EXCERPTED PASSAGE section start

Estimating high-throughput, nonparametric density with R and MATLAB
Scientists and researchers have employed kernel density estimation (KDE) as the standard for nonparametric estimation for the past half-century when they could not determine a precise fit to a well-known function with parameters. An inherent weakness of KDE is that the end-user chooses “smoothing” parameters to obtain a satisfying answer based on largely subjective considerations.
Motivated by the potential for margin of error with the KDE method, research associate Dr. Jenny Farmer spearheaded an automated process using objective criteria for accurate and robust results in high throughput applications. Along with Zach Merino, then a master’s student in Applied Physics, and with undergraduate student Alex Gray, Dr. Farmer combined vital statistics and custom-designed optimization algorithms to establish the PDFEstimator, a new nonparametric density estimator.
PDFEstimator accurately predicts a probability density function (PDF) for random data using a novel scoring function to determine the best fit without overfitting to the sample. The code for the PDFEstimator is written in C++ and Java for efficiency and interfaced with R and MATLAB. Current versions are available through MathWorks and CRAN.
To show the advantages of PDFEstimator against existing, state-of-the-art estimation methods, Dr. Farmer and her team had to test millions of datasets from various size samples taken from dozens of distributions. This benchmark required the power of the high-performance computing resource. The researchers applied each method across all test data to generate random sample estimates to compare them to the known exact results and identify breaking points.

EXCERPTED PASSAGE section end
RECORDS SHOWN section start

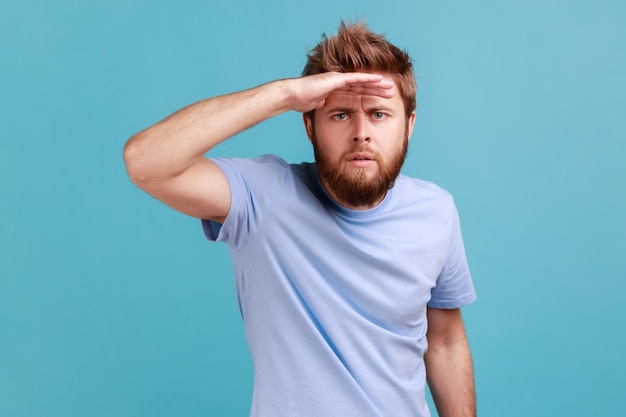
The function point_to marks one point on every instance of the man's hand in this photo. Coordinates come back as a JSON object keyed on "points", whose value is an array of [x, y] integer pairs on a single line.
{"points": [[167, 159], [309, 93]]}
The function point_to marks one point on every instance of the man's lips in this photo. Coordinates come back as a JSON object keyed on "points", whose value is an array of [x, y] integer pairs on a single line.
{"points": [[361, 159], [361, 156]]}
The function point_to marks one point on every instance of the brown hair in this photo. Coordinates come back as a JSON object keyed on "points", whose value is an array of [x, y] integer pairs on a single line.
{"points": [[356, 48]]}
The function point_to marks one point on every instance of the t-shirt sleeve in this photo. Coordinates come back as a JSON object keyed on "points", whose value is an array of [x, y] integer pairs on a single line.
{"points": [[254, 184], [454, 287]]}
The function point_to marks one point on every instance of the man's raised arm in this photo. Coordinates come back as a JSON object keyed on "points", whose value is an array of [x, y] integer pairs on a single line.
{"points": [[167, 159]]}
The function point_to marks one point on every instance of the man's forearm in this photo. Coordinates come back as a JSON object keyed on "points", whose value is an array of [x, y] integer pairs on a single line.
{"points": [[451, 379], [172, 145]]}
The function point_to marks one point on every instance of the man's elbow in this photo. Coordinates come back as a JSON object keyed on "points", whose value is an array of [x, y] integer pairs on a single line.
{"points": [[135, 162]]}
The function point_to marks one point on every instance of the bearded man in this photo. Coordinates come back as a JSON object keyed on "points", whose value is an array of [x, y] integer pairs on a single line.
{"points": [[349, 275]]}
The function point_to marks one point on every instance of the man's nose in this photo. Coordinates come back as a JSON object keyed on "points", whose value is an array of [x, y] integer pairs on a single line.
{"points": [[361, 126]]}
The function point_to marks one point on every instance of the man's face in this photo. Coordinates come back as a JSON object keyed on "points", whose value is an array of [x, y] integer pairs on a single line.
{"points": [[360, 143]]}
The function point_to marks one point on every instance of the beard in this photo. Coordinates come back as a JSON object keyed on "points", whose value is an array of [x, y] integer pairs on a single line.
{"points": [[359, 187]]}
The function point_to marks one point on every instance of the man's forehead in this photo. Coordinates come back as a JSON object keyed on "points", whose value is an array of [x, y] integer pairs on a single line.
{"points": [[368, 101]]}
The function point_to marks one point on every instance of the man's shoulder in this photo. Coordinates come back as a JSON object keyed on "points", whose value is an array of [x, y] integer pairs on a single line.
{"points": [[420, 187]]}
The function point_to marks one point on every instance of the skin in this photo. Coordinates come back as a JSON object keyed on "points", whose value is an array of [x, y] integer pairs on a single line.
{"points": [[360, 134], [167, 161]]}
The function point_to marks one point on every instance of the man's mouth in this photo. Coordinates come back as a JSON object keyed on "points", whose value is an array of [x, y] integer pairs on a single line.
{"points": [[361, 156]]}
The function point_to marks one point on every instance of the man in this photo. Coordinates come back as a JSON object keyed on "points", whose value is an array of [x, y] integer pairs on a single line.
{"points": [[339, 264]]}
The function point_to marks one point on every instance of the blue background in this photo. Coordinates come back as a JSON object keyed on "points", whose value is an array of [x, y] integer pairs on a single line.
{"points": [[114, 305]]}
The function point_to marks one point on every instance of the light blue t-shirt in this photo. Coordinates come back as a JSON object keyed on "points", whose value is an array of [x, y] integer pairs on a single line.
{"points": [[334, 300]]}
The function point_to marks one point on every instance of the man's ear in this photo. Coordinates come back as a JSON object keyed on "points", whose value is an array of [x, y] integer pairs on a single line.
{"points": [[308, 124], [410, 125]]}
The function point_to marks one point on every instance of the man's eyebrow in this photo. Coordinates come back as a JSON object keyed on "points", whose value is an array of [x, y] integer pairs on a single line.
{"points": [[340, 109], [378, 107]]}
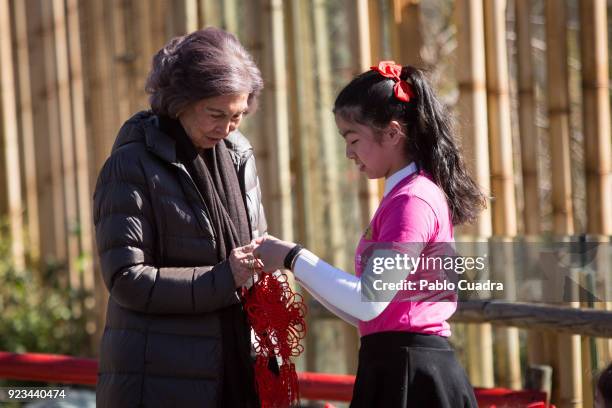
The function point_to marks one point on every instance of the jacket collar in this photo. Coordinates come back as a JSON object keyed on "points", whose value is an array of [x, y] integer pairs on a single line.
{"points": [[144, 127], [158, 142]]}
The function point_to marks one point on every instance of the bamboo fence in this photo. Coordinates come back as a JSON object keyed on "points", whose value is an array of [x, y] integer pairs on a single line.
{"points": [[73, 70]]}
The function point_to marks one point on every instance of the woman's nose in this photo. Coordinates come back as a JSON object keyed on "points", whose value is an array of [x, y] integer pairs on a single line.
{"points": [[227, 128]]}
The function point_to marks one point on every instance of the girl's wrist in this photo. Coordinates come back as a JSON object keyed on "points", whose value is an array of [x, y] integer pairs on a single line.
{"points": [[292, 256]]}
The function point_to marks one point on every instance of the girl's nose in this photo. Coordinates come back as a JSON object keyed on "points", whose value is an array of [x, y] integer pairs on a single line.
{"points": [[348, 152]]}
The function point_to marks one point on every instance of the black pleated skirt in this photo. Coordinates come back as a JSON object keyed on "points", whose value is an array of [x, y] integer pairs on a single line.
{"points": [[401, 369]]}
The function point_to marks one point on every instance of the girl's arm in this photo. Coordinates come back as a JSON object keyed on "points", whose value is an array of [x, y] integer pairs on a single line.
{"points": [[344, 316], [336, 288], [407, 219]]}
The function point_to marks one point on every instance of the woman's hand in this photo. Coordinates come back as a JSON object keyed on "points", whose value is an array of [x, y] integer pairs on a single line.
{"points": [[272, 252], [242, 263]]}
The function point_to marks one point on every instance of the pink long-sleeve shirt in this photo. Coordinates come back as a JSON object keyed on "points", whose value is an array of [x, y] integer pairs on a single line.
{"points": [[414, 210]]}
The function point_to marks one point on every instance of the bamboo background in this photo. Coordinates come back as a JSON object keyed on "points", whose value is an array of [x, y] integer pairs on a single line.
{"points": [[527, 80]]}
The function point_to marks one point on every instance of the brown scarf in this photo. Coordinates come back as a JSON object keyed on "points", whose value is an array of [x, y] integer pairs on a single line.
{"points": [[215, 177]]}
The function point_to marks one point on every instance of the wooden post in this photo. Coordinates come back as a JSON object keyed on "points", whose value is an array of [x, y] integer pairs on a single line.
{"points": [[568, 388], [473, 130], [536, 352], [10, 172], [597, 142], [504, 204], [27, 132], [406, 33]]}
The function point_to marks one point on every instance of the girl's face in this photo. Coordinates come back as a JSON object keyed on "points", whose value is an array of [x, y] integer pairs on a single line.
{"points": [[375, 156], [210, 120]]}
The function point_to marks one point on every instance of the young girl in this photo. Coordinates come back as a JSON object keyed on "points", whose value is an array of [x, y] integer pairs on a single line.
{"points": [[394, 127]]}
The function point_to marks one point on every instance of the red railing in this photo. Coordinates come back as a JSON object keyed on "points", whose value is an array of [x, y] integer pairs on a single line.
{"points": [[314, 386]]}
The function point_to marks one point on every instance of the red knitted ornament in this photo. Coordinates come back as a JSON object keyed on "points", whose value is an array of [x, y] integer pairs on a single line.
{"points": [[277, 316]]}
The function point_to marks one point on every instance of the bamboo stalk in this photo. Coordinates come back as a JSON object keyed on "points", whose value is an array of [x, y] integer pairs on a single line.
{"points": [[11, 178], [597, 140], [360, 23], [67, 142], [52, 126], [473, 133], [123, 57], [183, 17], [82, 155], [500, 139], [376, 29], [103, 121], [147, 47], [230, 16], [303, 118], [596, 116], [407, 34], [569, 386], [210, 13], [335, 252], [536, 353], [27, 131]]}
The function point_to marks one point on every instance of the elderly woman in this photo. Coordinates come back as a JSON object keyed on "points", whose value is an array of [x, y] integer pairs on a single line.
{"points": [[175, 207]]}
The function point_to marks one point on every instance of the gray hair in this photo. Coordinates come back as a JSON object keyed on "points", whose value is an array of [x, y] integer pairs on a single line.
{"points": [[203, 64]]}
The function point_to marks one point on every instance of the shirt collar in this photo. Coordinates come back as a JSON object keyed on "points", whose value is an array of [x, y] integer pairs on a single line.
{"points": [[398, 176]]}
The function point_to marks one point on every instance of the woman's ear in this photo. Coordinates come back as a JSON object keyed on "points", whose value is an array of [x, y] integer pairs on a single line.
{"points": [[394, 133]]}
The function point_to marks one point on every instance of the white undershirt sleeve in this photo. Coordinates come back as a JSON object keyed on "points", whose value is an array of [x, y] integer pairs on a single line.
{"points": [[344, 316], [335, 287]]}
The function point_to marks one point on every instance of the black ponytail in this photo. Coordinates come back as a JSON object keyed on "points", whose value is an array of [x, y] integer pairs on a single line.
{"points": [[369, 100]]}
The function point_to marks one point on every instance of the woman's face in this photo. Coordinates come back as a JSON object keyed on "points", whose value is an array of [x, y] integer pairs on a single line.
{"points": [[376, 157], [210, 120]]}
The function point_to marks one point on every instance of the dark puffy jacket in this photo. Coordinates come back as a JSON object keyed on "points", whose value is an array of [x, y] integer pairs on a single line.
{"points": [[162, 341]]}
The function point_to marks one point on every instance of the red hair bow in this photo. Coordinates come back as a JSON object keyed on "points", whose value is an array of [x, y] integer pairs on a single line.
{"points": [[389, 69]]}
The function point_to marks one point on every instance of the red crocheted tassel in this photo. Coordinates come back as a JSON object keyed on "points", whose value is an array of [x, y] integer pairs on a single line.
{"points": [[277, 316]]}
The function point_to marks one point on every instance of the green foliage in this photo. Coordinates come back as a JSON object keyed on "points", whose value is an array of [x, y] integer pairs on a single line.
{"points": [[38, 311]]}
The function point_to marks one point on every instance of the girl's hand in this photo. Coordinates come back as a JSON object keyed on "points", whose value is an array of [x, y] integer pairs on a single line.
{"points": [[272, 252], [242, 264]]}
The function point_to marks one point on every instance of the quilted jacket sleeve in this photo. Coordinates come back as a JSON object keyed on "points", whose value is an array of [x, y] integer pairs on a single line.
{"points": [[126, 239]]}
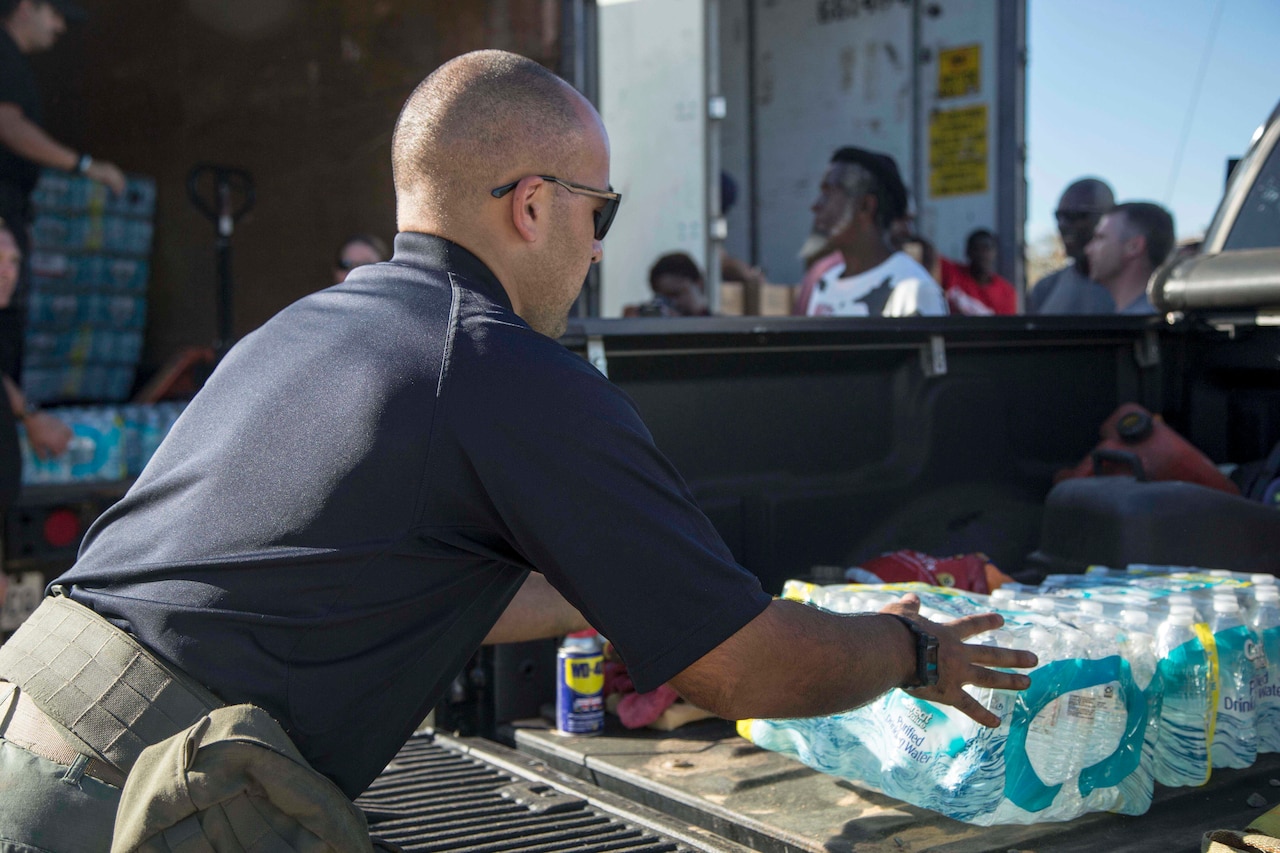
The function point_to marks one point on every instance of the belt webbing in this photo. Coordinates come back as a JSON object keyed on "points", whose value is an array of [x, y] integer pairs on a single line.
{"points": [[100, 683]]}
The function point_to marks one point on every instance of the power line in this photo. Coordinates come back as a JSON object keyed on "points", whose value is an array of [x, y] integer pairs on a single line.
{"points": [[1191, 109]]}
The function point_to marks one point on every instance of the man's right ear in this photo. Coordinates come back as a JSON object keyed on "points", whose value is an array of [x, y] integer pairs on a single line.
{"points": [[529, 209]]}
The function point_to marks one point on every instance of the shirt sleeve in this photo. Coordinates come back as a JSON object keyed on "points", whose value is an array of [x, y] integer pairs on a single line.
{"points": [[588, 500]]}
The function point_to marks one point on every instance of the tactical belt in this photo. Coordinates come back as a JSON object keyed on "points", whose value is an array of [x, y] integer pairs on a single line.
{"points": [[105, 696]]}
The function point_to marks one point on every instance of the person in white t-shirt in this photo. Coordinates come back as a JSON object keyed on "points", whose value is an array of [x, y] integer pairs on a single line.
{"points": [[860, 196]]}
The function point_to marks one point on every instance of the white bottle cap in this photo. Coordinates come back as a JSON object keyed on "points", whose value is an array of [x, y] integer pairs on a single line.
{"points": [[1133, 616]]}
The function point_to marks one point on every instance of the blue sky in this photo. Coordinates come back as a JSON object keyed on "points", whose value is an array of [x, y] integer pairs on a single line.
{"points": [[1110, 86]]}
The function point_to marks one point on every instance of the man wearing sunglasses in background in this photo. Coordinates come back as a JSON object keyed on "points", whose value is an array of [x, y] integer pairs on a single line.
{"points": [[405, 465], [1070, 290]]}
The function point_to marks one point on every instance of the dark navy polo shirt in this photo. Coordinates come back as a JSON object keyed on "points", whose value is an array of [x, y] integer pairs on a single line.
{"points": [[344, 510]]}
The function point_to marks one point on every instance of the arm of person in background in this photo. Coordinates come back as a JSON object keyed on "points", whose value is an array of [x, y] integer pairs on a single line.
{"points": [[798, 661], [27, 140], [536, 612], [45, 433]]}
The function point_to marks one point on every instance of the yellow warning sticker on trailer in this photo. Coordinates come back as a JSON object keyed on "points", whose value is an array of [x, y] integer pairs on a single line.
{"points": [[960, 71], [958, 151]]}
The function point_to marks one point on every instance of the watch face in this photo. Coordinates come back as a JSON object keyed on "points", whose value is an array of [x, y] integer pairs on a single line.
{"points": [[1134, 427]]}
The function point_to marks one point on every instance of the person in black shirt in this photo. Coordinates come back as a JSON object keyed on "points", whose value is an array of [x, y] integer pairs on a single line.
{"points": [[406, 465], [30, 27]]}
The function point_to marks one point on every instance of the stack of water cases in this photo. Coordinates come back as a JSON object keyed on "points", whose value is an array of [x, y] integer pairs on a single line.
{"points": [[1148, 675], [87, 302], [108, 443]]}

RECORDS SHOWN section end

> [ACTIONS TO TAKE]:
1. According to the passage on PDFEstimator, in which programming languages is the PDFEstimator code written?
2. Print the passage on PDFEstimator from "PDFEstimator accurately predicts" to "MathWorks and CRAN.".
3. Give what follows the last sentence of the passage on PDFEstimator.
The entries are separate material, unrelated to the passage on PDFEstimator.

> [LIST OF ANSWERS]:
1. C++ and Java.

2.
PDFEstimator accurately predicts a probability density function (PDF) for random data using a novel scoring function to determine the best fit without overfitting to the sample. The code for the PDFEstimator is written in C++ and Java for efficiency and interfaced with R and MATLAB. Current versions are available through MathWorks and CRAN.

3.
Researchers found that when KDE methods work well, the results agreed with the PDFEstimator. What is more, long after KDE fails, the PDFEestimator continues to produce accurate estimates. When the PDFEstimator eventually breaks down, it provides diagnostics to help users manually identify and solve problem areas.
Punching through the beta-lactamase line of defense for antibiotic resistance
The enzyme called beta-lactamase is one of the most common causes of resistance to the largest antibiotic drug class on the market, including penicillin. Antibiotic resistance by beta-lactamase is increasing at a distressing rate because bacteria can rapidly evolve beta-lactamases to counter new beta-lactam drugs faster than scientists can develop them.
To help decrease the worldwide antibiotic resistance crisis, the BMPG is identifying the dynamical mechanism responsible for beta-lactam drug molecules that bind with beta-lactamase. The discovery workflow for new medicine utilizes computational methods to an ever-increasing degree by taking advantage of high-performance computing’s increasing power.
Chris Avery, a Bioinformatics doctoral student with a master’s in Applied Physics, is leading the BMPG project to find new pathways to fight this microbial menace. Using high performance computing, the team applies atomic resolution molecular dynamics simulations using GROMACS across different beta-lactamase mutants exhibiting a wide range of binding affinities to several beta-lactam antibiotics.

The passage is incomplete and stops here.